Task inputs:

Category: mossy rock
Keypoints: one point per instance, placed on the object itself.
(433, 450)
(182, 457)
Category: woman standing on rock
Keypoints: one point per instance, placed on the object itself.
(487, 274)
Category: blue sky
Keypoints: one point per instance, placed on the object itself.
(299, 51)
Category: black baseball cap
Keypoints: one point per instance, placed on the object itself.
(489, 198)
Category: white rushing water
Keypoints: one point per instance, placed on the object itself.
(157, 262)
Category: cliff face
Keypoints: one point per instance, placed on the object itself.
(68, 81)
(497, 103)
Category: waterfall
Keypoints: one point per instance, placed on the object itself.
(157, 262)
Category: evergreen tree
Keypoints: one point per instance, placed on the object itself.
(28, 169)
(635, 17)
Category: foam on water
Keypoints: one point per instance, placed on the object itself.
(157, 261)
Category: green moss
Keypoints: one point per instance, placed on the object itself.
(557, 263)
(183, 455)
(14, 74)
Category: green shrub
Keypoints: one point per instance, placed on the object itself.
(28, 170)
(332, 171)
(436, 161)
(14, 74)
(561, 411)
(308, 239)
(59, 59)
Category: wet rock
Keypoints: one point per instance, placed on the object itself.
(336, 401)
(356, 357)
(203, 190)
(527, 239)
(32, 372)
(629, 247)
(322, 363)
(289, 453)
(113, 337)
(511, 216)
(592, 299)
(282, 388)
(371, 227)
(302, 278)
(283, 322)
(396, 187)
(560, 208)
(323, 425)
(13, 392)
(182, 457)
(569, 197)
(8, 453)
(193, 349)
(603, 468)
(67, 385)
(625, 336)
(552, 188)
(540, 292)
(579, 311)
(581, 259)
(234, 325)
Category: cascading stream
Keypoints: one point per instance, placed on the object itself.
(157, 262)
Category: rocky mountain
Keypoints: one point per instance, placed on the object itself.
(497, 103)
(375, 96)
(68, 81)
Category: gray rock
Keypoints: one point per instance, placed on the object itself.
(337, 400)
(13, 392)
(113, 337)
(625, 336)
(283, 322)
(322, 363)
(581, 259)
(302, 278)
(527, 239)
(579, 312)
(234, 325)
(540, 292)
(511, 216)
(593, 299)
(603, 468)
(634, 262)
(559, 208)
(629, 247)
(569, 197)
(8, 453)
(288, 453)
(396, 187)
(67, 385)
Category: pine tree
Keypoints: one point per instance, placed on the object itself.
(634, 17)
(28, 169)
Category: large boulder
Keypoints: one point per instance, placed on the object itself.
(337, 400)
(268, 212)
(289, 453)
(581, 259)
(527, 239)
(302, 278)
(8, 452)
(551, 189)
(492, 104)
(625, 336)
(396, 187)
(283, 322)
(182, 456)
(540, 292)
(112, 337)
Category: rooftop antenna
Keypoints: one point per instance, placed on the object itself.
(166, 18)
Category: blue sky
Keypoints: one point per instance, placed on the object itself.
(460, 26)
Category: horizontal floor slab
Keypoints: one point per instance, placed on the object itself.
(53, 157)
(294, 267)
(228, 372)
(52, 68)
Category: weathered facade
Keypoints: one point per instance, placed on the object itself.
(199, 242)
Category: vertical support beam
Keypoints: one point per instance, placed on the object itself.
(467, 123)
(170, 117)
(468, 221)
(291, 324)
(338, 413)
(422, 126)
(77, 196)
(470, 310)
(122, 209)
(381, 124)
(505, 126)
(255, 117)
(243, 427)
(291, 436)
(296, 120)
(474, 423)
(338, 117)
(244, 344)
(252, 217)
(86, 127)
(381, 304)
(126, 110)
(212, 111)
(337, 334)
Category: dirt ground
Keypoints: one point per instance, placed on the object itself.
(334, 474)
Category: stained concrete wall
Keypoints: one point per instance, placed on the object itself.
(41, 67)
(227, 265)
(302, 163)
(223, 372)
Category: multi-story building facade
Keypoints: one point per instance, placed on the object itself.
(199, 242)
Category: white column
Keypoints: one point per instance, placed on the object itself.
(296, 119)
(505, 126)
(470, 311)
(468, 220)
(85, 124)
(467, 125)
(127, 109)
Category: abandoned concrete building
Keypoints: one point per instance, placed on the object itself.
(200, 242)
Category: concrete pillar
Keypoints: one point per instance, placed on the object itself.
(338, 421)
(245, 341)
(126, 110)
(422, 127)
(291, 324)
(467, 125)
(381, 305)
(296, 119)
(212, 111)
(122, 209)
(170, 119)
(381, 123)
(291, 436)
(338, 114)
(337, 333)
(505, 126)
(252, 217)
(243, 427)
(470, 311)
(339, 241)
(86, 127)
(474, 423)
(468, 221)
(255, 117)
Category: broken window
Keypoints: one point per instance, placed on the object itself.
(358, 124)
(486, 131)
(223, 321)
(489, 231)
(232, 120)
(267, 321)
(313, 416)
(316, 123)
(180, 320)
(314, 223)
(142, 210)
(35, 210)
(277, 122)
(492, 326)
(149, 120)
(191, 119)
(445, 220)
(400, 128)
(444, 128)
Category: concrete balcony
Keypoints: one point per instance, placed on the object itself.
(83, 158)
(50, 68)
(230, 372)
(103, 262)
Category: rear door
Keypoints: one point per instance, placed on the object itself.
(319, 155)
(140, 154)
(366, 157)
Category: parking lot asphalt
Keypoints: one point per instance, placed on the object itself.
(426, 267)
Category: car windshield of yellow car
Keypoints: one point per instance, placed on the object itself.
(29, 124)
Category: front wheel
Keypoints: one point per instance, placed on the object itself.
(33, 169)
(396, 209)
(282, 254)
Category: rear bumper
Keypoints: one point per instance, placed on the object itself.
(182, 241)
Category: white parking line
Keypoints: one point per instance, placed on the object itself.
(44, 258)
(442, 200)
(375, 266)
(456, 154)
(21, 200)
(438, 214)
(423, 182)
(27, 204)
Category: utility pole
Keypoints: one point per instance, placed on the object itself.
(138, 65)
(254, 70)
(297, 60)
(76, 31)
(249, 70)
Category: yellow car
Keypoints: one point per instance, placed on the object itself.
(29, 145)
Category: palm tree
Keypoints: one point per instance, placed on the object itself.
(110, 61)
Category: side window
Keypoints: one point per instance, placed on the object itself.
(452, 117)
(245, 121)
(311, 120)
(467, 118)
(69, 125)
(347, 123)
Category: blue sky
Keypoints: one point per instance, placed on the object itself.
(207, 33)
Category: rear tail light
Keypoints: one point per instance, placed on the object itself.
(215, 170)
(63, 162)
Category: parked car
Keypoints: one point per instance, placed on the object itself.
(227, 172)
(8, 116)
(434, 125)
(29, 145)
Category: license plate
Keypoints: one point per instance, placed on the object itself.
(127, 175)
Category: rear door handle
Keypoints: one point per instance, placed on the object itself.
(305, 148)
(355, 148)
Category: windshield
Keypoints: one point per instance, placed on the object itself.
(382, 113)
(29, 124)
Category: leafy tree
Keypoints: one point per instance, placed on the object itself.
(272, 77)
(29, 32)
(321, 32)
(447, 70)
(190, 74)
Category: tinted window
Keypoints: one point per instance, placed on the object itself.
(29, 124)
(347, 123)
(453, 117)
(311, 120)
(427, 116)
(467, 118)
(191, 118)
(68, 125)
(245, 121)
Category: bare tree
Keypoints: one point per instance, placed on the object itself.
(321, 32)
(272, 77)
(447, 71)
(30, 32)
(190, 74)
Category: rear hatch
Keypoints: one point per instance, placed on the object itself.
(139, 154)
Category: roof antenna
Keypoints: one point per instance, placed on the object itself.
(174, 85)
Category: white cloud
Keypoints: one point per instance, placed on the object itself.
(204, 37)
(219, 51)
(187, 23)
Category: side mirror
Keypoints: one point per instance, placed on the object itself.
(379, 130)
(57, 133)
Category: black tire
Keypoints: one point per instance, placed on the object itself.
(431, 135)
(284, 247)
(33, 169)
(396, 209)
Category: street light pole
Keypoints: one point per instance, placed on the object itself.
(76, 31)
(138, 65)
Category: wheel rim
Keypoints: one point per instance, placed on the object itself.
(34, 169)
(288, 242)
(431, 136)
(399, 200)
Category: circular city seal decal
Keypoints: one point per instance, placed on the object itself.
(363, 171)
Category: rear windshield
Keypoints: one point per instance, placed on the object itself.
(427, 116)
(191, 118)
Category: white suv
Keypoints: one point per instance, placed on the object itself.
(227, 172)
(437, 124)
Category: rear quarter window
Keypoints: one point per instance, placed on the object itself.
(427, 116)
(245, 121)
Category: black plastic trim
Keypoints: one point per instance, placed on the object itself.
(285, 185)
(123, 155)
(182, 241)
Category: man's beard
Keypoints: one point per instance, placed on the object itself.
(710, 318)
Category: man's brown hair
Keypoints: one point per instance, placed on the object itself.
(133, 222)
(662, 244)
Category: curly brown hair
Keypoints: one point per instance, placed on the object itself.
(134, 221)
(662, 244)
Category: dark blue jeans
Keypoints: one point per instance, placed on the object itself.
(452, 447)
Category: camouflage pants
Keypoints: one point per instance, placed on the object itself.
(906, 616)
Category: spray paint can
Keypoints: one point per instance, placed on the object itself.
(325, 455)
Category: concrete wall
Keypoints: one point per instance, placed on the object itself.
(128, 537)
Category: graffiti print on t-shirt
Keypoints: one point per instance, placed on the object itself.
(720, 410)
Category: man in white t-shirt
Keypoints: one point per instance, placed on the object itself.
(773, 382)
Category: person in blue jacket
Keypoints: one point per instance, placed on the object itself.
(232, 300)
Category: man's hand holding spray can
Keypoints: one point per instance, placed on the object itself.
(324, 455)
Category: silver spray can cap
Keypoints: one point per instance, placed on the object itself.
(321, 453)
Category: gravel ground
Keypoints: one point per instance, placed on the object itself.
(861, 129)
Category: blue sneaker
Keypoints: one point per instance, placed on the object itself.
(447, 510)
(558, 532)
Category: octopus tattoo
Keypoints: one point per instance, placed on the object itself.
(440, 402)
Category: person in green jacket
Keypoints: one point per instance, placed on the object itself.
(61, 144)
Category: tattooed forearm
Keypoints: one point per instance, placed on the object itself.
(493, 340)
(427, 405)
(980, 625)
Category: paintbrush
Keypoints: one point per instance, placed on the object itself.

Task brief:
Give the lines exactly as they stand, from the line with "Category: gravel ground" through the end of the material.

Solved problem:
Category: gravel ground
Keypoints: one point per instance, placed on the object itself.
(861, 129)
Category: blue sneaker
Keypoints: one point per instance, placed on the object itself.
(447, 510)
(558, 532)
Category: octopus tattoo
Keypoints: one point per instance, placed on the object itself.
(440, 402)
Category: person in green jacket
Keypoints: one point per instance, placed on the object itself.
(61, 144)
Category: tattooed forearm
Keypoints: one point per instance, placed on the object itself.
(493, 340)
(427, 405)
(980, 625)
Category: paintbrush
Keypoints: one point per instance, placed on the object itself.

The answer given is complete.